> **AIM**
From the text about The Legend of Johnny Cash, Vol. II below, list every song title it mentions.

Compilation album by Johnny Cash
- Released: November 21, 2006
- Recorded: 1955–2002
- Genre: Country; folk; gospel;
- Label: Island
- Producer: Rick Rubin

Johnny Cash chronology
| American V: A Hundred Highways (2006) | The Legend of Johnny Cash, Vol. II (2006) | American VI: Ain't No Grave (2010) |

= The Legend of Johnny Cash Vol. II =

The Legend of Johnny Cash, Vol. II is a compilation album by Johnny Cash, released posthumously on Island Records in 2006. The release was a result of the success of the 2005 career-spanning compilation The Legend of Johnny Cash. The follow-up similarly includes songs performed by Cash at various stages of his career, starting from "There You Go" from the mid-1950s and ending on a number of selections from the singer's American series, including a version of "In the Sweet By and By" from My Mother's Hymn Book and a live, orchestral version of Leonard Cohen's "Bird on a Wire".

> **DATASET ROWS**
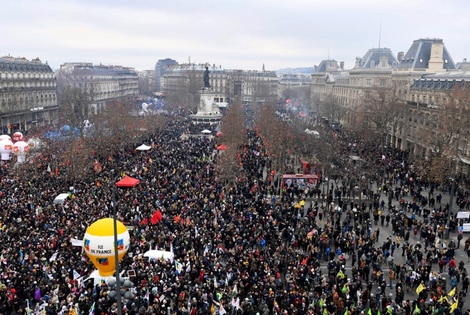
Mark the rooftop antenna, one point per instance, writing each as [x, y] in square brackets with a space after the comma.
[380, 32]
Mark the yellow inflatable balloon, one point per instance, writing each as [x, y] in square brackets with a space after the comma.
[99, 245]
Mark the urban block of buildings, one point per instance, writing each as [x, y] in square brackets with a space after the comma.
[421, 79]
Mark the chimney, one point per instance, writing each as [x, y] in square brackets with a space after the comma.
[436, 61]
[400, 56]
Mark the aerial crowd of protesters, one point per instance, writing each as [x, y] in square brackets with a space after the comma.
[238, 249]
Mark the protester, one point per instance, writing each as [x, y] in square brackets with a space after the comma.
[237, 250]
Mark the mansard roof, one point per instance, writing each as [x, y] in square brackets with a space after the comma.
[372, 58]
[23, 65]
[327, 66]
[417, 57]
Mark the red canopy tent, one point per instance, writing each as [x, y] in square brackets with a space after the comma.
[128, 182]
[222, 147]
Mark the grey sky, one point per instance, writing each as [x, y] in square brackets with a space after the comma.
[238, 34]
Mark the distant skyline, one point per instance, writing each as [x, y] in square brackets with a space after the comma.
[242, 34]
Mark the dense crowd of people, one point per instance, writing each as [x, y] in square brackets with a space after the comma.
[238, 249]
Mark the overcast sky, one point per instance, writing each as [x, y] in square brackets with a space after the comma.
[236, 34]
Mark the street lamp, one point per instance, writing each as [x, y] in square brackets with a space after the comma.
[126, 182]
[452, 187]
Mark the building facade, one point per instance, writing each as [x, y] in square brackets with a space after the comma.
[105, 83]
[421, 79]
[28, 94]
[161, 68]
[227, 85]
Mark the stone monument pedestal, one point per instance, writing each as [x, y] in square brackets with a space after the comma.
[208, 111]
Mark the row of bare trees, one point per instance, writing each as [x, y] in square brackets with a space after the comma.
[437, 135]
[92, 137]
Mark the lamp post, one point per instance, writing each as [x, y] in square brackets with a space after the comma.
[116, 255]
[452, 187]
[125, 182]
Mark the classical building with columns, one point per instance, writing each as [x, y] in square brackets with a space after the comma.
[421, 79]
[107, 83]
[28, 94]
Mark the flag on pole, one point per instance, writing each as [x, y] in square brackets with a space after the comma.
[417, 310]
[92, 309]
[340, 274]
[178, 267]
[452, 292]
[157, 217]
[236, 303]
[419, 288]
[76, 275]
[454, 306]
[53, 257]
[222, 310]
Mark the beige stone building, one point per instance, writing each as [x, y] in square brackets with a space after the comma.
[106, 83]
[421, 78]
[227, 85]
[28, 94]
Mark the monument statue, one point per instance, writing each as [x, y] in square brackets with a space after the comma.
[206, 78]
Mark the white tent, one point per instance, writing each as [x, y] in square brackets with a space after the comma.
[143, 147]
[160, 254]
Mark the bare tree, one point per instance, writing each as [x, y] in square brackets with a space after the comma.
[75, 98]
[234, 135]
[441, 134]
[277, 139]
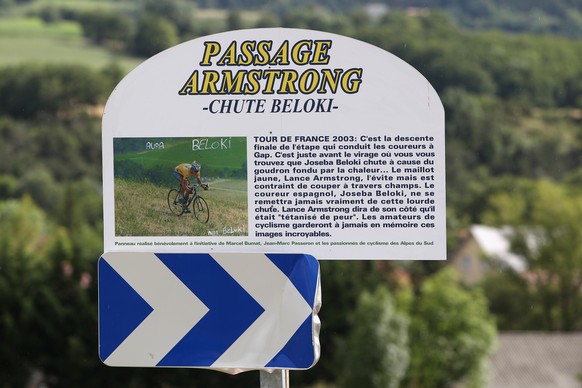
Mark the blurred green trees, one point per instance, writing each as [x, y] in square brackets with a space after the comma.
[513, 122]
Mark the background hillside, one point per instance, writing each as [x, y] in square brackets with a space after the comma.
[509, 74]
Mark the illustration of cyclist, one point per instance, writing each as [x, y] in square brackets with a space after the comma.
[184, 171]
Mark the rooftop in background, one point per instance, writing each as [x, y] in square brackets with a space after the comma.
[537, 360]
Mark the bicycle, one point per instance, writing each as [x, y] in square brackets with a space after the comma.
[199, 205]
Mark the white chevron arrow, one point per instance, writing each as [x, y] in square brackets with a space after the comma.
[175, 309]
[285, 309]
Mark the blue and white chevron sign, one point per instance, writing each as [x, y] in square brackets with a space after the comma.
[224, 311]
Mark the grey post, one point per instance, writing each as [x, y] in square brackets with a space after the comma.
[279, 378]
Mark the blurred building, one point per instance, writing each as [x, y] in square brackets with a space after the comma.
[537, 360]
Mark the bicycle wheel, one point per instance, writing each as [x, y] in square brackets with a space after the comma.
[174, 202]
[201, 211]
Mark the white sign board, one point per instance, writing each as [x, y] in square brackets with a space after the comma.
[309, 142]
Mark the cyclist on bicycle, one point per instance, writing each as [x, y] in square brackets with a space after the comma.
[184, 171]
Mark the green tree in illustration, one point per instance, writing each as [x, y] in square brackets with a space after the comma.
[451, 335]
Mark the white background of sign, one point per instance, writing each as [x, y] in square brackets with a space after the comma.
[393, 100]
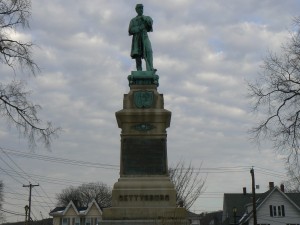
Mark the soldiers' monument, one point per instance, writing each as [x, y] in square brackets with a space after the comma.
[144, 193]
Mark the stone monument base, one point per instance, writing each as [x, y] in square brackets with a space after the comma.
[159, 221]
[149, 199]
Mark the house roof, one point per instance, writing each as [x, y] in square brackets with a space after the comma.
[60, 211]
[240, 202]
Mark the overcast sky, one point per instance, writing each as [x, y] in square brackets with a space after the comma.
[205, 52]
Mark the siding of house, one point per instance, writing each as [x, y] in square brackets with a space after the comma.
[292, 214]
[56, 221]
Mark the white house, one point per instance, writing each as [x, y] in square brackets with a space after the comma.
[72, 215]
[274, 207]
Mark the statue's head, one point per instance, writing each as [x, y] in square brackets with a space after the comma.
[139, 8]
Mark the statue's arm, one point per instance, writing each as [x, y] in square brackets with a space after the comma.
[133, 28]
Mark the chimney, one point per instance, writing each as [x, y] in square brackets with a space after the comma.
[271, 185]
[244, 190]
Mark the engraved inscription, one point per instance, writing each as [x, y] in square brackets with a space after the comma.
[144, 156]
[130, 198]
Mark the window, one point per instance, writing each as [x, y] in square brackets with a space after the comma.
[277, 211]
[98, 219]
[274, 211]
[87, 221]
[77, 221]
[65, 221]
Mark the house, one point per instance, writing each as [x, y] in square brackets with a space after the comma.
[211, 218]
[73, 215]
[194, 219]
[274, 207]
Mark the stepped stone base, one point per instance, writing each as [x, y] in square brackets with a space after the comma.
[159, 221]
[144, 198]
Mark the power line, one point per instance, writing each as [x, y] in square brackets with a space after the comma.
[12, 212]
[25, 174]
[61, 160]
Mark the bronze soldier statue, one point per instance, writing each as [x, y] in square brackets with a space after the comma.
[141, 45]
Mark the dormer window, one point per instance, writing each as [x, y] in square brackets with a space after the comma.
[277, 211]
[87, 221]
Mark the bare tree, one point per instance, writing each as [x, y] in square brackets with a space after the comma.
[292, 185]
[188, 183]
[276, 97]
[84, 194]
[15, 105]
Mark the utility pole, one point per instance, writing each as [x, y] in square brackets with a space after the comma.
[253, 197]
[29, 208]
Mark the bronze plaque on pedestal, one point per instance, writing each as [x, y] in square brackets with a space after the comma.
[142, 156]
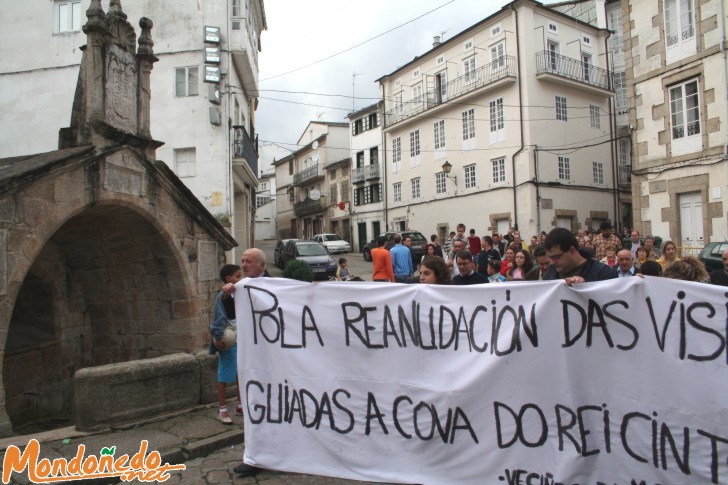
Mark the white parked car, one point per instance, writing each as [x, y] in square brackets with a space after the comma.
[333, 243]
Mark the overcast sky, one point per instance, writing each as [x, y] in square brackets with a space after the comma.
[304, 32]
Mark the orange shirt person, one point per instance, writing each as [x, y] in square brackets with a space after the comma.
[382, 262]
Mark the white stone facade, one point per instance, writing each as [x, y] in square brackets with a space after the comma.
[37, 90]
[518, 105]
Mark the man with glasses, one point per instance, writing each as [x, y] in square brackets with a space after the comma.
[570, 264]
[466, 270]
[542, 261]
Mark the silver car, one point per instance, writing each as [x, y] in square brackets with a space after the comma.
[333, 243]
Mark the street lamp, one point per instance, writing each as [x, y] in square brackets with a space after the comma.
[446, 168]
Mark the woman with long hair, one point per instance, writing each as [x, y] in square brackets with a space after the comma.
[669, 254]
[434, 270]
[523, 264]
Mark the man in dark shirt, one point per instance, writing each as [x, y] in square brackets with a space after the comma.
[488, 254]
[720, 276]
[570, 264]
[467, 275]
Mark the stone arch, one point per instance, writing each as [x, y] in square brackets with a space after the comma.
[110, 284]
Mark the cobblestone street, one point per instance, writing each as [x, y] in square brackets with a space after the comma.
[218, 468]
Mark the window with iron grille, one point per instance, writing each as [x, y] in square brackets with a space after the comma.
[440, 183]
[499, 170]
[594, 116]
[561, 108]
[470, 176]
[598, 173]
[564, 168]
[497, 121]
[186, 83]
[469, 124]
[685, 110]
[439, 134]
[415, 188]
[414, 143]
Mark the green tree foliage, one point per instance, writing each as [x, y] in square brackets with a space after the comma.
[298, 270]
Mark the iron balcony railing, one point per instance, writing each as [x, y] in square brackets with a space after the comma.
[308, 174]
[308, 207]
[495, 70]
[369, 172]
[552, 63]
[243, 147]
[625, 174]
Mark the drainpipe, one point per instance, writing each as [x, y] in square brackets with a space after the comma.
[725, 66]
[520, 107]
[538, 189]
[384, 161]
[612, 131]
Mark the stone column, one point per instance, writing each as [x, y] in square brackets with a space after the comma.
[146, 57]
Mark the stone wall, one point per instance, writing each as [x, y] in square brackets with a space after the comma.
[102, 268]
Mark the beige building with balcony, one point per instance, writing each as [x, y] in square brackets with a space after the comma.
[517, 108]
[678, 79]
[367, 175]
[208, 128]
[313, 184]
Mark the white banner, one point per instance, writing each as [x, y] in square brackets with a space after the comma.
[618, 382]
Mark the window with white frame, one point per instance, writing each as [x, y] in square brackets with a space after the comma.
[620, 90]
[469, 124]
[68, 16]
[679, 29]
[415, 182]
[497, 121]
[469, 69]
[594, 116]
[185, 81]
[185, 162]
[586, 67]
[561, 108]
[498, 55]
[499, 170]
[440, 183]
[564, 168]
[439, 134]
[414, 143]
[616, 40]
[470, 176]
[398, 104]
[396, 154]
[417, 94]
[598, 172]
[552, 54]
[685, 117]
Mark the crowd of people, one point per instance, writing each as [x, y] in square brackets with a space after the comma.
[561, 254]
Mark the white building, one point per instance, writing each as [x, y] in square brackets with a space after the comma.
[516, 106]
[313, 184]
[677, 72]
[367, 175]
[208, 128]
[266, 221]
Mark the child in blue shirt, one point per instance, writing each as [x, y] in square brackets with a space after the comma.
[227, 366]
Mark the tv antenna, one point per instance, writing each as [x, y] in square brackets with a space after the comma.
[353, 84]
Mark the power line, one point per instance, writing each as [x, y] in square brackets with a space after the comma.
[359, 44]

> **REPLY**
- "There You Go"
- "In the Sweet By and By"
- "Bird on a Wire"